START Records for the exercise

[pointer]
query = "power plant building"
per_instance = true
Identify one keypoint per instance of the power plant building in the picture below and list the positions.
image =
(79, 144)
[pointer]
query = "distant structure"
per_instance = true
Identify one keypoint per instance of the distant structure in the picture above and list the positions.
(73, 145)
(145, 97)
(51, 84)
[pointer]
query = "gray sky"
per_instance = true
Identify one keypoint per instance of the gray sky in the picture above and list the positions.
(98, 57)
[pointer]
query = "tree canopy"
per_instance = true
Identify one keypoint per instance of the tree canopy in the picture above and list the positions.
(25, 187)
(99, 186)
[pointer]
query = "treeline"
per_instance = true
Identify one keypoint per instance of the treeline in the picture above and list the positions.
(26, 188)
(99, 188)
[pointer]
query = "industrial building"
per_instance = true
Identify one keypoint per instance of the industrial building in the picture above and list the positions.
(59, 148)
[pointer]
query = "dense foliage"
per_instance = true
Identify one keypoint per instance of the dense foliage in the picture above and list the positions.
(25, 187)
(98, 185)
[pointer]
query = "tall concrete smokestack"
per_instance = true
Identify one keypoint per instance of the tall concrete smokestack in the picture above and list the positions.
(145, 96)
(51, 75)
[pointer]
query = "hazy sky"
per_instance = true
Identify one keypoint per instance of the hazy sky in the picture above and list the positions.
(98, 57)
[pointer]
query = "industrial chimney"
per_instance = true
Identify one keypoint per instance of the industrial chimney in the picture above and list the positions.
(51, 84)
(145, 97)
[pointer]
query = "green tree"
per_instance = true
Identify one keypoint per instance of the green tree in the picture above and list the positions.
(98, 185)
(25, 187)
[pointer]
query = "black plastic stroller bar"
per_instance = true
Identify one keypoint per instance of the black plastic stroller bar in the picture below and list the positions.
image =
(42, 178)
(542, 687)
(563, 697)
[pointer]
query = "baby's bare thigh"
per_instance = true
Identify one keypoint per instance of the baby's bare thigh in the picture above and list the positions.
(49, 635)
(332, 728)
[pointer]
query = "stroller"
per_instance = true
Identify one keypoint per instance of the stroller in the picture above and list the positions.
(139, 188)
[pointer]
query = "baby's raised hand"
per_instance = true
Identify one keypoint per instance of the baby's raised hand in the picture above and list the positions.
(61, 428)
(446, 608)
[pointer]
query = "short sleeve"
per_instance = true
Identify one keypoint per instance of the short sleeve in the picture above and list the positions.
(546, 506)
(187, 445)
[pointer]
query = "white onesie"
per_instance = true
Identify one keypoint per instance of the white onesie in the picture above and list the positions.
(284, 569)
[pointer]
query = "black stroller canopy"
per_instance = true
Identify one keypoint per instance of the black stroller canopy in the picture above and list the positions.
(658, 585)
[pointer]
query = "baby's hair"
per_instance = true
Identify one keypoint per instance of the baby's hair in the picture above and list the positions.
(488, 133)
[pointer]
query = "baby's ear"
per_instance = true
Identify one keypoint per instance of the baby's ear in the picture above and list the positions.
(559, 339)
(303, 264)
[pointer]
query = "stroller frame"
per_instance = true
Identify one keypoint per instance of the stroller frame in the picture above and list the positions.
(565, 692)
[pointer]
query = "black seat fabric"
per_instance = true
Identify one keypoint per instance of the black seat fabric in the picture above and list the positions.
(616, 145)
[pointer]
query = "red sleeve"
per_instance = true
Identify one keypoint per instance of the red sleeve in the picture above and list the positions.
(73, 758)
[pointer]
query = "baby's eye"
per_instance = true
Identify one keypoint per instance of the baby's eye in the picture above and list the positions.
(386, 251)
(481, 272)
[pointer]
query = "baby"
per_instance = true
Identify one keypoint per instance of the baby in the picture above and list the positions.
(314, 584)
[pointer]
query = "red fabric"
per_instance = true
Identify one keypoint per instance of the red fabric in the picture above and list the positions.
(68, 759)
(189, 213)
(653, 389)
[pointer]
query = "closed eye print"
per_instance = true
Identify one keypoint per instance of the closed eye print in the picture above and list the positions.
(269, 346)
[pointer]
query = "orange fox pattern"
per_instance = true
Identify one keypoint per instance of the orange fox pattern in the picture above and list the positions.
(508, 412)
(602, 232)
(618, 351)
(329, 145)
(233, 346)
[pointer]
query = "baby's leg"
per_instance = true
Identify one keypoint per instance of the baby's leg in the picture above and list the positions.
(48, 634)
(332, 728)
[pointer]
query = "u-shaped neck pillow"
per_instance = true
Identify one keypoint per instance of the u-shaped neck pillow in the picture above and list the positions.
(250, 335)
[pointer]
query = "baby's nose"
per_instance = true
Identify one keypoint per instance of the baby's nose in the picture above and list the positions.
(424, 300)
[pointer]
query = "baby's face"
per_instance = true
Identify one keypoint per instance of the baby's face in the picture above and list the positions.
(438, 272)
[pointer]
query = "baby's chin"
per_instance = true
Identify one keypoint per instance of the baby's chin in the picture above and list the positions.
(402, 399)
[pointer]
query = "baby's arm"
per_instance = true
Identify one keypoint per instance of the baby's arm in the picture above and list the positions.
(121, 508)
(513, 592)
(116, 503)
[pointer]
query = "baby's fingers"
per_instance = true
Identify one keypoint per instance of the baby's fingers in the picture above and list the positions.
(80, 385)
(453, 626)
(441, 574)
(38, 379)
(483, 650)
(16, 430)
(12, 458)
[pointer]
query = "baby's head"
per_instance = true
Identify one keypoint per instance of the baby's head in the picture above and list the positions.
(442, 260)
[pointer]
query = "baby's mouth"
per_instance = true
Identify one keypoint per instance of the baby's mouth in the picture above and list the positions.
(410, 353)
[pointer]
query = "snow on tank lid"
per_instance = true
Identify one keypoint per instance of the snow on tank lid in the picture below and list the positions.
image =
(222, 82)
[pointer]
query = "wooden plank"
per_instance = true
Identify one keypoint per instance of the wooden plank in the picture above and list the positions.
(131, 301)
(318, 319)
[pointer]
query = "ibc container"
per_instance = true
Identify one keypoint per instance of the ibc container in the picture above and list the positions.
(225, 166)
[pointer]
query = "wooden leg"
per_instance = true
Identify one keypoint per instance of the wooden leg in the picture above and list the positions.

END Records for the exercise

Activity: Output every record above in full, exactly as it reads.

Task response:
[pointer]
query = "power plant building"
per_instance = true
Identify one keypoint per instance of the power plant building in the picture below and list the positions.
image =
(79, 144)
[pointer]
query = "distant structure"
per_instance = true
Identify one keypoint per instance of the distant structure in the picture above and list the positions.
(73, 145)
(145, 97)
(51, 84)
[pointer]
query = "gray sky"
per_instance = true
Identify one keypoint per instance of the gray sky in the picture above and list the positions.
(98, 57)
[pointer]
query = "tree canopy"
per_instance = true
Identify one keypoint per instance of the tree canopy in the picture above and list the positions.
(25, 187)
(99, 186)
[pointer]
query = "treeline"
per_instance = true
Identify one keypoint per instance of the treeline in the picture above and list the positions.
(26, 188)
(99, 188)
[pointer]
query = "industrial building"
per_instance = true
Identify one keypoint per instance of the industrial building in the picture above and list the positions.
(59, 148)
[pointer]
query = "dense foliage"
per_instance = true
Identify one keypoint per instance of the dense foliage in the picture above and list the positions.
(25, 187)
(98, 185)
[pointer]
query = "tall concrete smokestack"
per_instance = true
Identify one keypoint per instance of the tall concrete smokestack in the picture above and list the positions.
(145, 96)
(51, 75)
[pointer]
query = "hazy sky"
per_instance = true
Identify one keypoint per instance of the hazy sky in the picture above and list the positions.
(98, 57)
[pointer]
query = "industrial chimney"
per_instance = true
Identify one keypoint per instance of the industrial chimney in the picture above and list the positions.
(51, 84)
(145, 97)
[pointer]
query = "green tree"
per_instance = true
Identify one keypoint per instance of the green tree in the picture above and list the positions.
(98, 185)
(25, 187)
[pointer]
query = "black plastic stroller bar"
per_instance = true
Identify one keypoint per instance of the black plastic stroller bar in the picture below and list the positions.
image =
(42, 178)
(542, 687)
(563, 697)
[pointer]
query = "baby's bare thigh"
per_instance = true
Identify one keypoint per instance of the baby's bare thigh in the picture above and list the positions.
(49, 635)
(332, 728)
[pointer]
query = "stroller"
per_instance = true
Identify one keypoint per instance of the stroller in the picture above and list the positions.
(139, 188)
[pointer]
query = "baby's raised hand"
per_instance = true
Identify one keypoint per instance of the baby's raised hand in the picture above and list the positions.
(61, 428)
(446, 608)
[pointer]
query = "short sleeve"
per_instance = true
Identify one keypoint per instance of the short sleeve in the picture above and list the positions.
(546, 506)
(187, 445)
[pointer]
query = "white onesie"
per_instance = true
Identify one keypoint per instance of the white onesie in the picture above and list the positions.
(284, 569)
[pointer]
query = "black stroller canopy"
per_instance = true
Identify one keypoint per instance of the black stroller canopy in the picture above and list the positions.
(658, 585)
[pointer]
query = "baby's hair"
per_instance = true
Identify one keypoint per instance of the baby's hair in the picture above and list the positions.
(488, 133)
[pointer]
query = "baby's ear"
per_instance = true
Identify one keypoint per instance of the baby's ear in the picture above and list the positions.
(559, 339)
(303, 264)
[pointer]
query = "stroller frame"
per_instance = true
Identify one keypoint per instance of the stroller frame in the picture above and list the positions.
(565, 692)
[pointer]
query = "black seat fabric"
per_instance = true
Identify one keypoint per instance of the black seat fabric in the picture above and list the positions.
(616, 145)
[pointer]
query = "red sleeve"
per_instance = true
Identify one keypoint per instance of the red sleeve in the picture above and list the positions.
(73, 758)
[pointer]
query = "baby's eye"
per_instance = true
Identify one keypoint per instance of the baby's eye in the picture above and list the positions.
(386, 251)
(481, 272)
[pointer]
query = "baby"
per_instance = true
Identify one keypoint per instance of the baby in the picture above and list the positions.
(314, 584)
[pointer]
query = "red fabric"
per_instance = true
Identify one keypoint per instance of the red fabric in the picture above and list the positions.
(68, 759)
(189, 213)
(653, 389)
[pointer]
query = "closed eye print"
per_instance = true
Identify one keypoint per instance of the closed eye print in the picture above and list the positions.
(269, 346)
[pointer]
query = "orange fox pattern"
per_instance = true
Identify one keypoint per instance of the orange fox pattern in the picture above and list the positions.
(508, 412)
(602, 232)
(618, 351)
(329, 145)
(233, 346)
[pointer]
query = "baby's leg"
per_instance = true
Identify one keypoint per instance of the baby's leg in the picture above and list the positions.
(48, 634)
(332, 728)
[pointer]
query = "u-shaped neck pillow"
per_instance = true
Identify one keypoint per instance of the u-shaped neck pillow in the picture above and list the positions.
(250, 335)
[pointer]
query = "baby's nose"
per_instance = true
Identify one keypoint per instance of the baby's nose in the picture above and list the positions.
(424, 300)
[pointer]
query = "baby's face"
per_instance = true
Identify one keypoint per instance of the baby's face in the picture above and list the positions.
(438, 272)
[pointer]
query = "baby's chin"
per_instance = true
Identify one keypoint per instance of the baby's chin in the picture above and list the positions.
(402, 399)
[pointer]
query = "baby's arm"
per_instance = true
Identify one keypoint per instance of the baby's arm in the picture above and list the positions.
(121, 508)
(513, 592)
(116, 503)
[pointer]
query = "baby's fingers"
per_instance = true
Identify one keypoint per instance of the baby's fingers in the picture above and list the positions.
(80, 385)
(453, 626)
(441, 574)
(38, 379)
(483, 650)
(16, 430)
(12, 458)
[pointer]
query = "baby's head"
per_instance = true
Identify one keypoint per instance of the baby's head in the picture above and list the positions.
(442, 260)
[pointer]
query = "baby's mouth"
per_instance = true
Identify one keypoint per instance of the baby's mouth in the picture above and list the positions.
(410, 353)
[pointer]
query = "snow on tank lid"
per_instance = true
Identify one keypoint per instance of the snow on tank lid in the picture below and list the positions.
image =
(222, 82)
[pointer]
query = "wooden plank"
per_instance = true
Identify one keypoint per instance of the wooden plank in the picture above and list the positions.
(131, 301)
(318, 319)
[pointer]
query = "ibc container"
per_instance = true
Identify one keypoint per instance of the ibc container in the picture above and list the positions.
(225, 166)
[pointer]
query = "wooden leg"
per_instance = true
Identify one keypoint per instance of the wooden leg in the picture above and list the positions.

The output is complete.